[PASSAGE]:
- Born: 1979 (age 46–47)
- Education: North High School (dropped out in sophomore year)
- Known for: Mental health advocacy, nearly committing a mass shooting
- Children: 4

= Aaron Stark =

American mental health advocate (born 1979)

Aaron Stark (born 1979) is an American mental health advocate who is best known for planning but not following through with a mass shooting in 1996.

== Early life ==
Stark spent most of his childhood in Denver, Colorado. According to Stark, he had grown up in a dysfunctional family: his biological father, a Vietnam War veteran, was abusive and violent towards him, his brother, and his mother, while his stepfather and mother struggled with substance abuse. According to Stark, he had seen his mother being beaten and raped during his childhood. Due to his family being constantly on the run from law enforcement, Stark never attended the same school for more than six months, and he went to 40 different schools. According to himself, he was obese, awkward, dirty (because his home lacked running water), and bullied at school. He began cutting himself at the age of 14 or 15. After being kicked out of his house at the age of 15 or 16 and becoming homeless, and resorting to sleeping in his friend's shed, he sought mental help. Social services allegedly brought his abusive mother to the meeting, who accused him of fabricating his mental health issues. Reportedly, his mother had told him after the meeting that she would buy him sharper razor blades if he planned to slit his wrists to commit suicide. According to Stark, after he had sought mental help a second time, his psychologist told him that nothing could be done and refused him inpatient care. He dropped out of high school at age 17.

=== Planned shooting and dissuasion ===
In 1996, while homeless, Stark began planning to attack either North High School or the food court of a nearby mall and to then commit suicide afterwards. Stark had planned to trade cannabis to obtain a gun from his family's drug dealer. According to him, his primary motive was to make his parents feel shame for creating him, and not out of a specific hatred of anyone in the school or mall.

[PROVIDED MATERIAL]:
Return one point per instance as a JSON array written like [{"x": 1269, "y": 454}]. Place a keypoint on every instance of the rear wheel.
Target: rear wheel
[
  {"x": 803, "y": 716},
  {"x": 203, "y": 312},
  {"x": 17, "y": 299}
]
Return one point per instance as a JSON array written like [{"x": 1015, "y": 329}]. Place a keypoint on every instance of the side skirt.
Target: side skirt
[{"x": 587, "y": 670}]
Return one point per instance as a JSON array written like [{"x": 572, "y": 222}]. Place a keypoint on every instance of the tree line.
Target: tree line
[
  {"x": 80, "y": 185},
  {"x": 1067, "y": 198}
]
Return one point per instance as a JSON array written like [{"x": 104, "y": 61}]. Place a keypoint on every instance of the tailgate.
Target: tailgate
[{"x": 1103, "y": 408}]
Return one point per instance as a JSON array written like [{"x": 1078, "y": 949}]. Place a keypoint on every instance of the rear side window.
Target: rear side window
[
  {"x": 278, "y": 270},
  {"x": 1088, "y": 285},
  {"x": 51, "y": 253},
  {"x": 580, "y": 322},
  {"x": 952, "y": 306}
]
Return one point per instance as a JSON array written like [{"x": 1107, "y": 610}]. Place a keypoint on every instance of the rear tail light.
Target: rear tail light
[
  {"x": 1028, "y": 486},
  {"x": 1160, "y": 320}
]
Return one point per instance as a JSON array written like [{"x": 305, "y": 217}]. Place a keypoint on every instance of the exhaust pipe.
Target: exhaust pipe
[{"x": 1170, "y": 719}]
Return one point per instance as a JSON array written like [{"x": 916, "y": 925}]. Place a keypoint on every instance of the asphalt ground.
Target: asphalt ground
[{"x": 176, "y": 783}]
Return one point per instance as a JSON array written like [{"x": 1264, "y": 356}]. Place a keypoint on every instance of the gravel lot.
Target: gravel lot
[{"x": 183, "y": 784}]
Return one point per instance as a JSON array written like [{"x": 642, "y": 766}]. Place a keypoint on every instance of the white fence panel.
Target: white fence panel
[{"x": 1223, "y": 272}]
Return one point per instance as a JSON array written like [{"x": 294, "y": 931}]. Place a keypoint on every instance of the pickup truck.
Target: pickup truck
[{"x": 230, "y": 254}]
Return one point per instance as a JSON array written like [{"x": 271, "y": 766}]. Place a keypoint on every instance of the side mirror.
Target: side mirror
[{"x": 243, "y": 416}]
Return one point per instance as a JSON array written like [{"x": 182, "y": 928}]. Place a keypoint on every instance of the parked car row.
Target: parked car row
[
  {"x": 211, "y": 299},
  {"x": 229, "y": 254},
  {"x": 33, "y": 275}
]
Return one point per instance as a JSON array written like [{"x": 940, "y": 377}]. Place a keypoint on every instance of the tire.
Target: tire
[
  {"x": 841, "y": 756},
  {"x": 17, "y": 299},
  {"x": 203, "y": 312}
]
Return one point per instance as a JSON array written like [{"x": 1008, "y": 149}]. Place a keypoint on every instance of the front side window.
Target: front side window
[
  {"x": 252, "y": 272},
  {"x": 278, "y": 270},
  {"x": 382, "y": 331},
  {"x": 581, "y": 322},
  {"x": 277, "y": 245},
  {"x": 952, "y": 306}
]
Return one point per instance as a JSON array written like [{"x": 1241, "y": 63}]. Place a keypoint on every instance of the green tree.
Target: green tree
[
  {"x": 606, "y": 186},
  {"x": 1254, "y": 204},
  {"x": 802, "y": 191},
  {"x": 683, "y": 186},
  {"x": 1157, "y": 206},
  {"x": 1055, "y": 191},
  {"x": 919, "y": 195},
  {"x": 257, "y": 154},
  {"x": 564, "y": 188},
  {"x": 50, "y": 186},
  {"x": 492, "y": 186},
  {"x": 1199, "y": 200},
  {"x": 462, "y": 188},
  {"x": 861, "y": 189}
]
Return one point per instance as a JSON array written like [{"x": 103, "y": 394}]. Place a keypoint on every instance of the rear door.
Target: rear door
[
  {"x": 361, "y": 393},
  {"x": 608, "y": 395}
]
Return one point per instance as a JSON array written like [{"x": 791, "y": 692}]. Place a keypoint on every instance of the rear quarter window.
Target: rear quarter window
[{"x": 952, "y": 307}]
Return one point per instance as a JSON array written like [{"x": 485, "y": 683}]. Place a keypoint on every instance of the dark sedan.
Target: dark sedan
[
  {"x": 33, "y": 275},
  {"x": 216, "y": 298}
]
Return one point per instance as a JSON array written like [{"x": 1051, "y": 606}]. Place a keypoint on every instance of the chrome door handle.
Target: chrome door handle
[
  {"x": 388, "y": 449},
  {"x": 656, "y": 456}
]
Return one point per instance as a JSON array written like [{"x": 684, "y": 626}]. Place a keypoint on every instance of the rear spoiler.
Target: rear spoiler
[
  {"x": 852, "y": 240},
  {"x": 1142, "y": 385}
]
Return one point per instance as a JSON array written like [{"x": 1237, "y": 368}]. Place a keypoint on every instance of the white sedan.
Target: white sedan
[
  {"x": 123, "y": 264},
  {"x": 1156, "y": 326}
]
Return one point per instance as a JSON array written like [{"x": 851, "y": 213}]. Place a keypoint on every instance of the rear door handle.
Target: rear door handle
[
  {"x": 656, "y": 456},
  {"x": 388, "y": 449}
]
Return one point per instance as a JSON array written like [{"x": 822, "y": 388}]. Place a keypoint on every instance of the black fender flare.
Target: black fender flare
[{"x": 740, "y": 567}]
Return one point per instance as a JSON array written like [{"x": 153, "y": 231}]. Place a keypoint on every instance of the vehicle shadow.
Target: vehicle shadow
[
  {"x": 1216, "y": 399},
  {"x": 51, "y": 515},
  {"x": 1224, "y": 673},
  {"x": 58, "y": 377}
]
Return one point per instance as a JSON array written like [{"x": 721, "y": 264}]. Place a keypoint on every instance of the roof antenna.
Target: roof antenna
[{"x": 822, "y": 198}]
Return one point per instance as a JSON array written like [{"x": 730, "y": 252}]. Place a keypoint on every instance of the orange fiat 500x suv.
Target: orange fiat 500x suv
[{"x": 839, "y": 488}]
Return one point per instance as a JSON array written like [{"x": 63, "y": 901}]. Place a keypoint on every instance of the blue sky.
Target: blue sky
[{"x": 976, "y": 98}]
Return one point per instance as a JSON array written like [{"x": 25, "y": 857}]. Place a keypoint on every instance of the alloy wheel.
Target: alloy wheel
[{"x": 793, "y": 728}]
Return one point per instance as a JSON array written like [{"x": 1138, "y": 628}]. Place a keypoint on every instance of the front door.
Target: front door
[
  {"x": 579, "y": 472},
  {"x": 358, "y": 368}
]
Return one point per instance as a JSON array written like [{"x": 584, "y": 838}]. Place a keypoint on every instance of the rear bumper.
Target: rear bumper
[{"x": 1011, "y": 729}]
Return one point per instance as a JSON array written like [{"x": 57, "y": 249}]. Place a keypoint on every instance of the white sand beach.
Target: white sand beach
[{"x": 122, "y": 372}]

[REQUIREMENT A]:
According to the article on Aaron Stark, how many different schools did Stark attend?
[REQUIREMENT B]:
Continue the article on Aaron Stark from where it stops.

[TASK ANSWER A]:
40

[TASK ANSWER B]:
Stark was days away from committing the mass murder when he changed his mind. His friend, Mike Stacey, who was unaware of Stark's plans, had invited Stark in for a shower and some food, after Stark had visited him with the intent of saying goodbye. He ended up staying for five days at Stacey's house. Stark credits this incident, and his inability to obtain weapons, with stopping him from committing the mass shooting.

Months after the incident, Stark was on the verge of suicide again, but was dissuaded after his friend Amber Schneider invited him to a movie and baked him a blueberry-peach pie for his birthday.

== Advocacy ==

Stark went public about his former plans to commit a mass shooting via an open letter to 9News in Denver in 2018, one day after the Parkland shooting. A TEDx conference speech Stark made has gone viral, with over 15 million views on YouTube as of December 2025.

Jonny Santana, a filmmaker, was moved by the Stark's speech and gathered 150 volunteers from San Diego to film a movie about Stark as a youth. The movie, Just Another Tuesday, premiered in November 2019.

== Personal life ==

Stark lives in Denver, Colorado, is married, has four children, and maintains friendships with both Schneider and Stacey.